### GIVEN INFORMATION
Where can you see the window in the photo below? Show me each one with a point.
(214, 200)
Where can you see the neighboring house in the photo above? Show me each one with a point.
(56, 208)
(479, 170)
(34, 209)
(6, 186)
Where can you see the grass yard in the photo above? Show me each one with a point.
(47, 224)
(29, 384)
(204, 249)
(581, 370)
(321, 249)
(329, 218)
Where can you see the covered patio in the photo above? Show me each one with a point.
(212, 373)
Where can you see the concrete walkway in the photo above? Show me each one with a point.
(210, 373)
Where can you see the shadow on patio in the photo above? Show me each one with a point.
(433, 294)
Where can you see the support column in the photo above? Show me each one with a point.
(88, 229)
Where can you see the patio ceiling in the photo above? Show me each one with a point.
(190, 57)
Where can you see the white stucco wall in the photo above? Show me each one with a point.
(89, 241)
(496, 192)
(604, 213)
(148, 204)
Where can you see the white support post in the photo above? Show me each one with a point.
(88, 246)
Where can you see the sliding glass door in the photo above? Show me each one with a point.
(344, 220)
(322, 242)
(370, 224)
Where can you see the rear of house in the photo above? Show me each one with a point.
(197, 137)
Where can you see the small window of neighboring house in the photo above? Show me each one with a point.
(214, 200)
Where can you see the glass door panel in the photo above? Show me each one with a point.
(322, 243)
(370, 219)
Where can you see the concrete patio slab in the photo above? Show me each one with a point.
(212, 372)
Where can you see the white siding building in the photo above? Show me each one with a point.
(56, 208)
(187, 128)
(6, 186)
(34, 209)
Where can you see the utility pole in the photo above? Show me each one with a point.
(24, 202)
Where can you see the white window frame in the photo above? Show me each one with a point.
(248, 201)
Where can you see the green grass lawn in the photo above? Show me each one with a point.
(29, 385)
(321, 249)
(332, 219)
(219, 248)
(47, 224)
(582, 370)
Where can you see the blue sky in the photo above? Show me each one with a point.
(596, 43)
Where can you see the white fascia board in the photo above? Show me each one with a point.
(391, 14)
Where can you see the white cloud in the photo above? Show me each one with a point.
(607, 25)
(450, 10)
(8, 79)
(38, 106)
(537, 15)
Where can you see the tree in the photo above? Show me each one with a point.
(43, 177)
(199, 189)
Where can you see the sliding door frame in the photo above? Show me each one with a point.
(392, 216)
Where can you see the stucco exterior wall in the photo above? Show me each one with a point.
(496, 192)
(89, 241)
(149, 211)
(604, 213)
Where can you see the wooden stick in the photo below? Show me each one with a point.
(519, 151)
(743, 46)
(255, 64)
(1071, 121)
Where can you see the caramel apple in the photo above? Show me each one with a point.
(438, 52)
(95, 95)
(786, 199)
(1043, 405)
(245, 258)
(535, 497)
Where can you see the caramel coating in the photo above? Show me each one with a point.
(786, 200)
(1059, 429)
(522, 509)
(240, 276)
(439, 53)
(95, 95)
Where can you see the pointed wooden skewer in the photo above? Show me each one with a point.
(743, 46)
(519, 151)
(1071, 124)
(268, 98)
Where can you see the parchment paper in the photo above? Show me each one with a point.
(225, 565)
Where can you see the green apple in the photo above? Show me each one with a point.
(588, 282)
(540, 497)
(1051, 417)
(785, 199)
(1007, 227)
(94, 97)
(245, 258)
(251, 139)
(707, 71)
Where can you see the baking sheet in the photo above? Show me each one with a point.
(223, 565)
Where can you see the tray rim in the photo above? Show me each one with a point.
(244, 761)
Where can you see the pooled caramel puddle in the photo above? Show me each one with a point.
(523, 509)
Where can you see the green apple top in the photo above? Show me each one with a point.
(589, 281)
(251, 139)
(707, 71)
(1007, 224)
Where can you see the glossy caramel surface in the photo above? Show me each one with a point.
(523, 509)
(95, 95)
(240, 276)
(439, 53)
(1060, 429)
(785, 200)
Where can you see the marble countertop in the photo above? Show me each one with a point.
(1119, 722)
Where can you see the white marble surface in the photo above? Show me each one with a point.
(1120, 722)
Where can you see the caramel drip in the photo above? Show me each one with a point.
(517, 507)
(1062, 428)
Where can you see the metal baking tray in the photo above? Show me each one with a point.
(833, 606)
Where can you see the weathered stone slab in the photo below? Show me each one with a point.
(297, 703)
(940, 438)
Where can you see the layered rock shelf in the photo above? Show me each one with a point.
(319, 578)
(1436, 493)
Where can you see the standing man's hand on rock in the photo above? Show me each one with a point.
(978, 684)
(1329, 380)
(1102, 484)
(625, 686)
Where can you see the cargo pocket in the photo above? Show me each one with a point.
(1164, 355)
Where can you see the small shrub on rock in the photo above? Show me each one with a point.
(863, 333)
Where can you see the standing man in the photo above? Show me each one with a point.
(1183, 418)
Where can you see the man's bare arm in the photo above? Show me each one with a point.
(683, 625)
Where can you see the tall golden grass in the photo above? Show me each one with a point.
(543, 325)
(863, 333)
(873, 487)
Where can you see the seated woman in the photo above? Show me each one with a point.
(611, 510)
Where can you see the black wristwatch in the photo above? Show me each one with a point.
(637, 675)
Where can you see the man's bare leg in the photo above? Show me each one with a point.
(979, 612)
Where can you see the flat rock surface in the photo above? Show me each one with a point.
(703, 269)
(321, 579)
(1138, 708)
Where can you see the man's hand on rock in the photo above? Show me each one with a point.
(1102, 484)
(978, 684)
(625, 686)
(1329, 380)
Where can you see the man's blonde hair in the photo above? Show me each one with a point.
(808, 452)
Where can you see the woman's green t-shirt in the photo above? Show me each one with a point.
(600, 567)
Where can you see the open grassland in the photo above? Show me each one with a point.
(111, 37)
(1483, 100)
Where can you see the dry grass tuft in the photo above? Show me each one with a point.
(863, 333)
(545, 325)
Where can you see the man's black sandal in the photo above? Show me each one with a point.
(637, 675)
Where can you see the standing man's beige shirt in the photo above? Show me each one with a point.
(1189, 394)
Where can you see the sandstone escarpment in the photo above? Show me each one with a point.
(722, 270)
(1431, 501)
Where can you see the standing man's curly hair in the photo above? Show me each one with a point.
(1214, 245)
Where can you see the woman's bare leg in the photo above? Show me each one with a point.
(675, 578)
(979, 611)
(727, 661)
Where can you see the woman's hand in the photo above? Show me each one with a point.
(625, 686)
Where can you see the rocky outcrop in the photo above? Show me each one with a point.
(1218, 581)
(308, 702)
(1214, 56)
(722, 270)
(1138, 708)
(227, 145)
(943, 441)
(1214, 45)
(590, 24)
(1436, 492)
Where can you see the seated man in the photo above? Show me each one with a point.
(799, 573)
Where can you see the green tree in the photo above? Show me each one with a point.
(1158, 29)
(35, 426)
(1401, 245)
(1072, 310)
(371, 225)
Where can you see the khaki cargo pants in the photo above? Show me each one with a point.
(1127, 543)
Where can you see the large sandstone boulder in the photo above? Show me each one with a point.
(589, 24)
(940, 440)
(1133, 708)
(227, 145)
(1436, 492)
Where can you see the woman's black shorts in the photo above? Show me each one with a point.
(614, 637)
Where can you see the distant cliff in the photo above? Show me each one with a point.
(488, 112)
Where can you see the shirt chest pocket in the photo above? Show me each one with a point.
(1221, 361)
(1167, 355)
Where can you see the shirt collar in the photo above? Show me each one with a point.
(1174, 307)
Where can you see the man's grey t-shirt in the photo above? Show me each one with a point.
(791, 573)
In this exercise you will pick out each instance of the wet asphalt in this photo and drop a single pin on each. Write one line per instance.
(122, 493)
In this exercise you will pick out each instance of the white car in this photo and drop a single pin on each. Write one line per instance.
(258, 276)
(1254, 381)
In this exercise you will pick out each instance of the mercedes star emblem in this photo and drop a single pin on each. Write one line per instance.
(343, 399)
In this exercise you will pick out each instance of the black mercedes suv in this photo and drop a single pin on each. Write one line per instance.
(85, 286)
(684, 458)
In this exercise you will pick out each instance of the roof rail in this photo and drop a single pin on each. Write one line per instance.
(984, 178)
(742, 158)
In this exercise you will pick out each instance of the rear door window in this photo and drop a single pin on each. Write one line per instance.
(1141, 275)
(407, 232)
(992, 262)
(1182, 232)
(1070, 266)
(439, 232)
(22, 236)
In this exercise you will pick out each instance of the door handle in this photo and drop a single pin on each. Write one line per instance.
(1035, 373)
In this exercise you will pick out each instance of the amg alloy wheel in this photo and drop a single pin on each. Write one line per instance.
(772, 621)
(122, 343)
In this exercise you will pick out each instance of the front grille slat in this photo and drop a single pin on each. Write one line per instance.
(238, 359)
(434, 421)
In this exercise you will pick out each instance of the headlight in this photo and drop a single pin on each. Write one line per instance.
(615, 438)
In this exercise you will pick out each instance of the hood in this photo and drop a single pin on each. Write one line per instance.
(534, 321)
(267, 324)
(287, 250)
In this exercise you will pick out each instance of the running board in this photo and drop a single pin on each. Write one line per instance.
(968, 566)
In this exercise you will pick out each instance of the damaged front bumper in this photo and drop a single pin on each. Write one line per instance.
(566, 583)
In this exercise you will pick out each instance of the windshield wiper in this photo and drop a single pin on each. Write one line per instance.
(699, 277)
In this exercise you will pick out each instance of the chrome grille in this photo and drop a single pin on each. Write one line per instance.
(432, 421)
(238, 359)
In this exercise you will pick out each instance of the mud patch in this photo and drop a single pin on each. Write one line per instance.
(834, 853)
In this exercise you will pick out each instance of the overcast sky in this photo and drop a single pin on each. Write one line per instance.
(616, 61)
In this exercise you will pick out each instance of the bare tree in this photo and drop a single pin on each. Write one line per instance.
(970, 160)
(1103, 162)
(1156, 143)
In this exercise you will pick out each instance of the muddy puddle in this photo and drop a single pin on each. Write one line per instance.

### DESCRIPTION OF THE TASK
Print only these lines, exactly: the one containing "of the damaged" and all after it to the end of the entries.

### WORKED SOLUTION
In this exercise you will pick out each instance of the damaged front bumper in this photo and drop a single pin on each. Write one line per instance.
(566, 583)
In this exercise you will pick out each instance of the windshield wiper in this photo and drop a single pin on each. Write one line per instance.
(699, 277)
In this exercise you will pick out each instance of the chrome grille in this photo and drop a single pin on each. Write one line per instance.
(432, 421)
(238, 359)
In this exercise you will pick out each instance of the mud patch in this photo and drop a single pin on each. Write one line per instance.
(834, 853)
In this exercise you will pick out each instance of the overcast sky in this photo and drop a single pin on each. Write one line per instance.
(616, 61)
In this exercise you will pick out each instance of the bare tree in this photo and drop a single pin on each. Write one line per instance.
(970, 160)
(1103, 162)
(1156, 143)
In this exercise you will pick out each instance of the muddy puddle in this photo and drop a single pin on each. Write one line per instance.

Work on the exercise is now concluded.